--- begin Extracted material ---

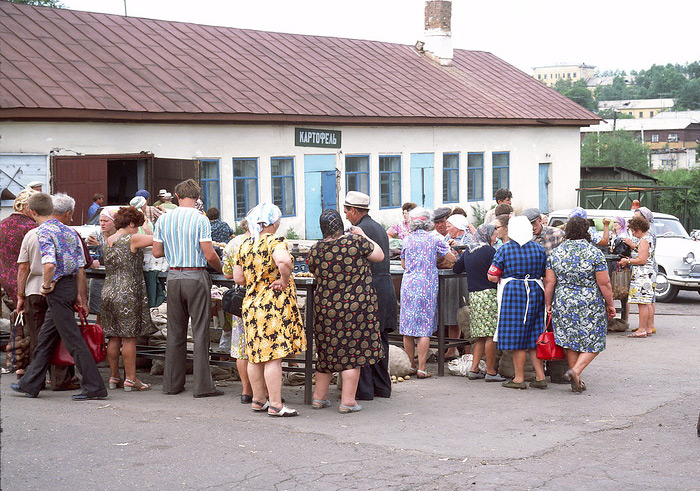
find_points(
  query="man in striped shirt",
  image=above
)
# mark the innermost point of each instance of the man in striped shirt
(183, 236)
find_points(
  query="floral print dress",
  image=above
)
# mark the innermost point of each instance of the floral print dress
(419, 287)
(579, 318)
(643, 284)
(273, 325)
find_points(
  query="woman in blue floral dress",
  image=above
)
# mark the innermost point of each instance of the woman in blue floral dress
(419, 287)
(578, 295)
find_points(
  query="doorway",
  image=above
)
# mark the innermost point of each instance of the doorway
(320, 191)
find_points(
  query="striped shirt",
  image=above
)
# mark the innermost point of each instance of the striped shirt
(180, 231)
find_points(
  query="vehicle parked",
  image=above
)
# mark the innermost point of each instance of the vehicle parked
(677, 254)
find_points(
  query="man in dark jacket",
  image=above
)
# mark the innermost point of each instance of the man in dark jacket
(374, 379)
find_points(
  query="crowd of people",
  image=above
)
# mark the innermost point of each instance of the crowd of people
(518, 271)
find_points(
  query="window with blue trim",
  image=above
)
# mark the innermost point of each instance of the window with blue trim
(245, 186)
(450, 177)
(282, 172)
(475, 176)
(357, 173)
(209, 181)
(501, 170)
(389, 181)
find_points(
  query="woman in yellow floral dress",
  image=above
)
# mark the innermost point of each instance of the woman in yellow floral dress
(273, 324)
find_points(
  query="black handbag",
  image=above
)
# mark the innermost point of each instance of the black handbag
(620, 248)
(232, 301)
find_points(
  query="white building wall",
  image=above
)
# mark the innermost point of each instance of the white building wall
(528, 147)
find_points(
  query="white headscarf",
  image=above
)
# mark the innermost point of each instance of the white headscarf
(520, 230)
(261, 216)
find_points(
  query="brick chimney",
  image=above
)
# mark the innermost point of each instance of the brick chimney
(438, 31)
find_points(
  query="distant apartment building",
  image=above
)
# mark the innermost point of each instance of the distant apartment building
(551, 74)
(673, 141)
(638, 108)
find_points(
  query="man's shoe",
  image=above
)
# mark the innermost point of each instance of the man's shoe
(494, 378)
(538, 384)
(210, 394)
(87, 397)
(68, 386)
(19, 389)
(475, 375)
(514, 385)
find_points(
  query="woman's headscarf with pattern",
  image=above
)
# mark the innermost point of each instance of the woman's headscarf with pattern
(646, 213)
(261, 216)
(331, 223)
(22, 199)
(623, 225)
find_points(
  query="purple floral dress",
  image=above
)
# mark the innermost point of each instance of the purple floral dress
(419, 286)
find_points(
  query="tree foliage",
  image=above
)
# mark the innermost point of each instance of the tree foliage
(615, 148)
(40, 3)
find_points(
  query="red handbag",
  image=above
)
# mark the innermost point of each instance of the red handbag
(94, 337)
(547, 349)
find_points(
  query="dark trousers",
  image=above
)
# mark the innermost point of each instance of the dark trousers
(375, 379)
(189, 296)
(59, 323)
(35, 307)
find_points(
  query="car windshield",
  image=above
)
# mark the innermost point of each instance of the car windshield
(664, 227)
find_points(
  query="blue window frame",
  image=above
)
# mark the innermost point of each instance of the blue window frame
(282, 172)
(245, 185)
(501, 170)
(209, 181)
(389, 181)
(450, 177)
(357, 173)
(475, 176)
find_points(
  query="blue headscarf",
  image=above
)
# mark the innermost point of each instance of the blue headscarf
(261, 216)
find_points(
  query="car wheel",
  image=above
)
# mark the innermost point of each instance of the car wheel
(665, 292)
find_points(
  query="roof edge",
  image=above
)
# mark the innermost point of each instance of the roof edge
(94, 115)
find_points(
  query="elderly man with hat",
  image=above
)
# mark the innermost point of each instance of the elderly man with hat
(547, 237)
(374, 379)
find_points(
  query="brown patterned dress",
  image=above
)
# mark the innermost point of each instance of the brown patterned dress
(346, 326)
(124, 305)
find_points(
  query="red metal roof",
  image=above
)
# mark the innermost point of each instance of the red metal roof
(64, 64)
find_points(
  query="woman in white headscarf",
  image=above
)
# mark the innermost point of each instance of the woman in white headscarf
(273, 324)
(519, 266)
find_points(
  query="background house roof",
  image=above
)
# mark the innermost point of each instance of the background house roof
(60, 64)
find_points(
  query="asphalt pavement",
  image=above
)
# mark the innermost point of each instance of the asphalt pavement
(635, 427)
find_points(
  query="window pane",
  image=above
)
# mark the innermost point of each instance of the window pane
(210, 169)
(212, 194)
(357, 163)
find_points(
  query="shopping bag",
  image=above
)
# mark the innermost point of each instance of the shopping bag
(546, 347)
(94, 337)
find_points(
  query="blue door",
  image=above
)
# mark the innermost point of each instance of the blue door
(422, 179)
(320, 191)
(544, 188)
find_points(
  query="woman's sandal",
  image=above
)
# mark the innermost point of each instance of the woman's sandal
(261, 406)
(320, 403)
(116, 383)
(282, 412)
(135, 385)
(571, 377)
(343, 409)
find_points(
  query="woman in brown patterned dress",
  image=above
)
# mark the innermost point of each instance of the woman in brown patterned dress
(346, 326)
(124, 307)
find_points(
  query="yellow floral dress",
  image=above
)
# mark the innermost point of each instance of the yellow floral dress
(273, 324)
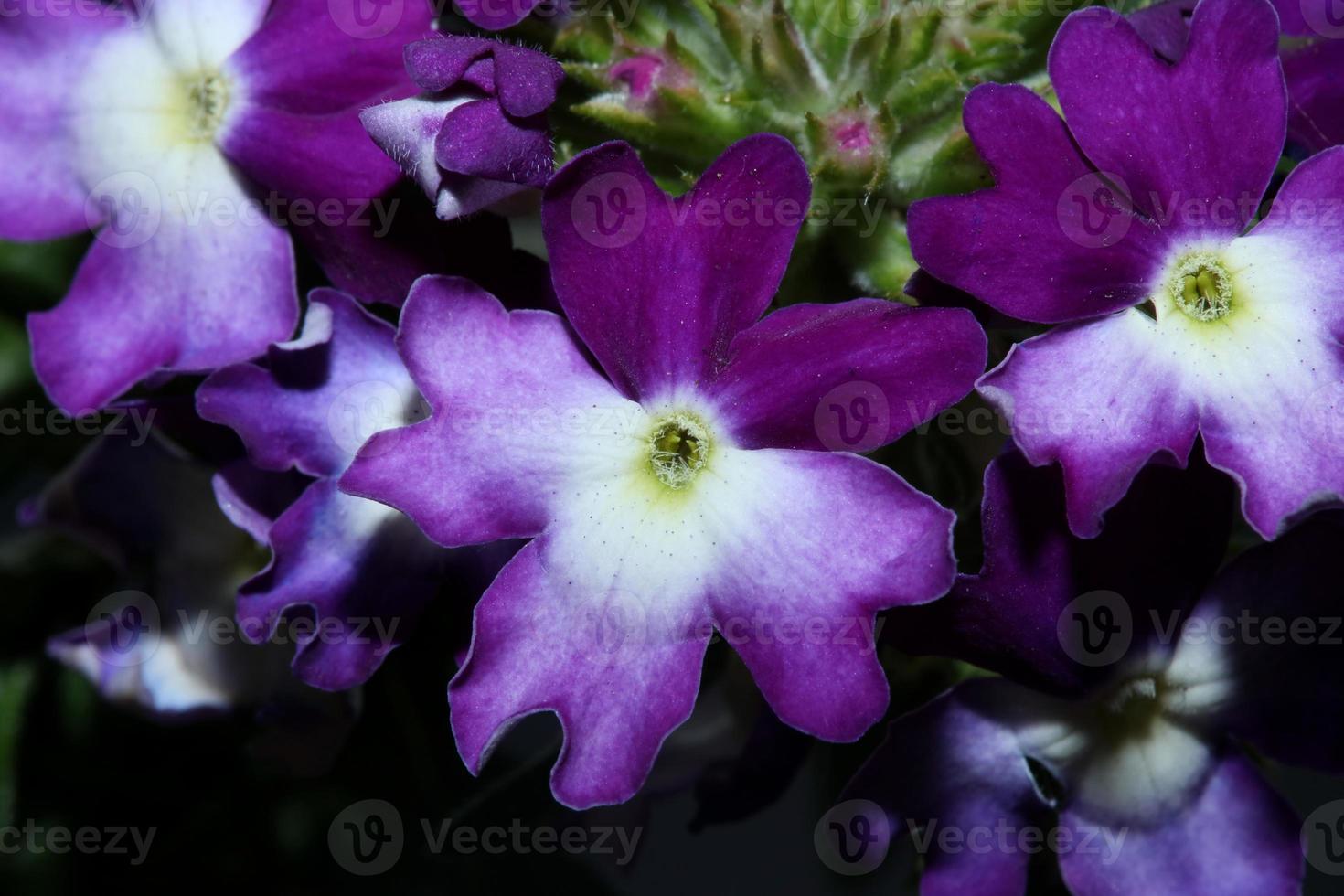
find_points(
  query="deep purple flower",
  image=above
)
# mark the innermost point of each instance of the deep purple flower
(477, 133)
(182, 132)
(1128, 226)
(363, 570)
(684, 483)
(160, 646)
(1143, 770)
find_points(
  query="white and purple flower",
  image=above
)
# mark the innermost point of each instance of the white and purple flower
(157, 125)
(477, 133)
(1129, 749)
(362, 569)
(667, 454)
(1126, 222)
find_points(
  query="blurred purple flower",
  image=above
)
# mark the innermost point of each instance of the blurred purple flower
(684, 483)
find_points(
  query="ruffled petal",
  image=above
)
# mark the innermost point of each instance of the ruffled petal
(849, 377)
(1101, 400)
(42, 195)
(1054, 240)
(1238, 838)
(1269, 633)
(618, 678)
(509, 392)
(659, 288)
(1164, 129)
(360, 567)
(1158, 549)
(194, 295)
(320, 397)
(824, 541)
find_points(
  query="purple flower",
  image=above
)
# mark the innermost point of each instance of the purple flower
(1129, 736)
(1129, 226)
(185, 132)
(477, 133)
(163, 647)
(680, 484)
(363, 570)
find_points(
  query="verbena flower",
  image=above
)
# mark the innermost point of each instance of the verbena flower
(185, 132)
(360, 569)
(477, 133)
(1129, 703)
(1129, 225)
(682, 484)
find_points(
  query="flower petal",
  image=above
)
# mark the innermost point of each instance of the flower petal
(955, 766)
(1238, 838)
(195, 295)
(1158, 549)
(346, 63)
(363, 570)
(538, 647)
(320, 397)
(1270, 627)
(508, 392)
(1054, 240)
(659, 288)
(1100, 398)
(791, 371)
(1316, 88)
(42, 195)
(818, 544)
(1164, 129)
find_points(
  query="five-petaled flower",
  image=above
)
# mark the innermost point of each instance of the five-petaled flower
(683, 483)
(159, 125)
(1128, 226)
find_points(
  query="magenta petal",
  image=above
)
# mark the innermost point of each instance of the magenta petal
(659, 288)
(1101, 400)
(839, 538)
(1052, 240)
(1240, 838)
(788, 374)
(325, 57)
(320, 397)
(362, 569)
(40, 192)
(537, 647)
(500, 384)
(192, 297)
(1166, 131)
(953, 764)
(479, 140)
(1273, 618)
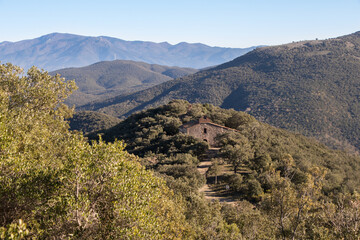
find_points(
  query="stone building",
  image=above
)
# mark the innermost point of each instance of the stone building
(204, 129)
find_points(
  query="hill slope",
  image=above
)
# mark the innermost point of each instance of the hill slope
(87, 121)
(110, 78)
(311, 87)
(57, 50)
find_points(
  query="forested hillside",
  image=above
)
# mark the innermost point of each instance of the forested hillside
(309, 87)
(106, 79)
(286, 185)
(60, 50)
(55, 184)
(88, 121)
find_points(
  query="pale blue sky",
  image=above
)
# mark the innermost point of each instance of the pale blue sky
(225, 23)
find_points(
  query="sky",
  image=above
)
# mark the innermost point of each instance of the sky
(224, 23)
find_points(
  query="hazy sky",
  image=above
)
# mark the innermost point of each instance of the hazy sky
(225, 23)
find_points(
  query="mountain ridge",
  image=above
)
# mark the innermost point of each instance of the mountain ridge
(311, 87)
(58, 50)
(102, 80)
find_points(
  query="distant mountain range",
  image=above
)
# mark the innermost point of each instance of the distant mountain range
(310, 87)
(57, 50)
(110, 78)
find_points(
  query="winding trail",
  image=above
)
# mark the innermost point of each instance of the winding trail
(208, 192)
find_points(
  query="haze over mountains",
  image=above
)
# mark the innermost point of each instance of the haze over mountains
(310, 87)
(57, 50)
(110, 78)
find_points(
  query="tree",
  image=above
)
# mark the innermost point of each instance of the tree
(293, 206)
(236, 149)
(54, 184)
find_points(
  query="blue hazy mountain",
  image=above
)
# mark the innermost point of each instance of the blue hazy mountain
(57, 50)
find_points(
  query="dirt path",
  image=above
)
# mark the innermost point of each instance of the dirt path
(209, 193)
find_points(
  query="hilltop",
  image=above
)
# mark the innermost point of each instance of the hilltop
(60, 50)
(309, 87)
(110, 78)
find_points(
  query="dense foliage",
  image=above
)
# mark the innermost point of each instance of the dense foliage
(288, 186)
(309, 87)
(55, 185)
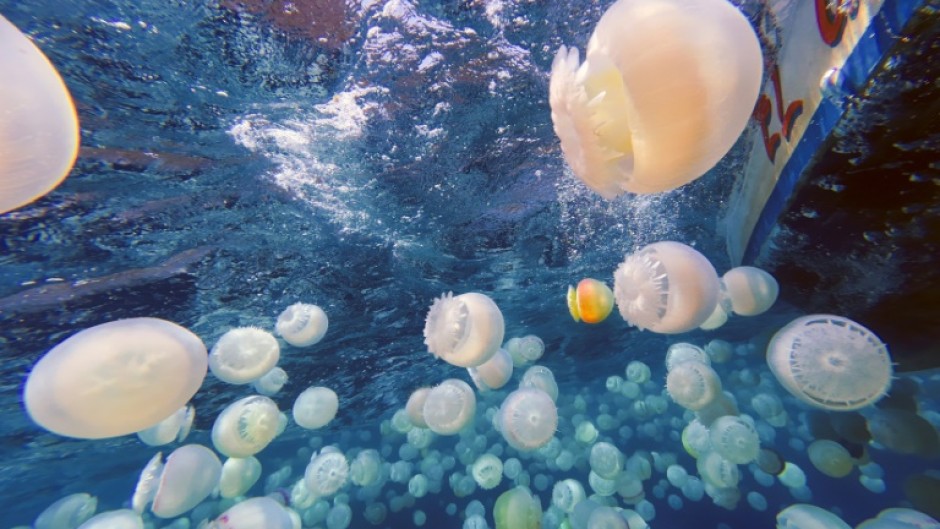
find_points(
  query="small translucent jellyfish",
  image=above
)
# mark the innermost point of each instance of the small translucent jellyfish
(656, 107)
(666, 287)
(806, 516)
(449, 407)
(750, 290)
(115, 378)
(254, 513)
(591, 302)
(243, 355)
(302, 324)
(528, 419)
(40, 125)
(465, 330)
(830, 362)
(693, 385)
(189, 476)
(494, 373)
(487, 471)
(517, 508)
(326, 473)
(315, 407)
(246, 426)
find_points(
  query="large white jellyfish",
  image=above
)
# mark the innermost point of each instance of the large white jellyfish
(464, 330)
(115, 378)
(666, 287)
(830, 362)
(39, 130)
(665, 89)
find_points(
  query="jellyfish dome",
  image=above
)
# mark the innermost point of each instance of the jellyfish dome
(39, 132)
(115, 378)
(750, 290)
(528, 419)
(243, 355)
(464, 330)
(302, 324)
(830, 362)
(666, 287)
(315, 407)
(449, 407)
(246, 426)
(655, 107)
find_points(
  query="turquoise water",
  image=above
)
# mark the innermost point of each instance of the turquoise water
(237, 159)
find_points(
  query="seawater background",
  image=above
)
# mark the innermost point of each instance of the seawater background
(404, 151)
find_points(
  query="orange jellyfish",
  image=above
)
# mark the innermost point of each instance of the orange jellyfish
(591, 302)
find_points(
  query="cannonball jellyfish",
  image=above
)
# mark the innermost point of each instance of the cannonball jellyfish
(528, 419)
(243, 355)
(666, 287)
(464, 330)
(115, 378)
(655, 107)
(39, 132)
(830, 362)
(591, 302)
(246, 426)
(449, 407)
(315, 407)
(302, 324)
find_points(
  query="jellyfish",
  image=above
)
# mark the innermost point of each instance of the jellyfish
(655, 107)
(190, 474)
(315, 407)
(246, 426)
(666, 287)
(591, 302)
(39, 126)
(115, 378)
(302, 324)
(465, 330)
(449, 407)
(243, 355)
(528, 419)
(830, 362)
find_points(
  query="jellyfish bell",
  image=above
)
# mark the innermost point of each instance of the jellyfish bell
(39, 134)
(830, 362)
(591, 302)
(115, 378)
(464, 330)
(302, 324)
(666, 287)
(656, 107)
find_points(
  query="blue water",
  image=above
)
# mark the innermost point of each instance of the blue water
(233, 164)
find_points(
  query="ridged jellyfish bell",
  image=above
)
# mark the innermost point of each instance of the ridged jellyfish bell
(243, 355)
(449, 407)
(666, 287)
(665, 89)
(494, 373)
(750, 290)
(528, 419)
(246, 426)
(464, 330)
(254, 513)
(302, 324)
(830, 362)
(115, 378)
(315, 407)
(39, 131)
(591, 302)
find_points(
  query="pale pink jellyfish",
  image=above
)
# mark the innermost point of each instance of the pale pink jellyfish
(39, 130)
(666, 287)
(465, 330)
(115, 378)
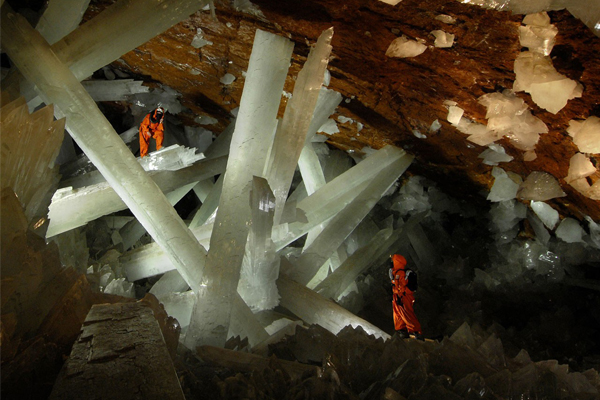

--- end Extracted material ---

Do this: Report every line in the data above that contains the string "mountains", treating uppercase and lowercase as distinct.

Finished exercise:
  query="haze over mountains",
# mark the innermost point of each instance of the haze over mountains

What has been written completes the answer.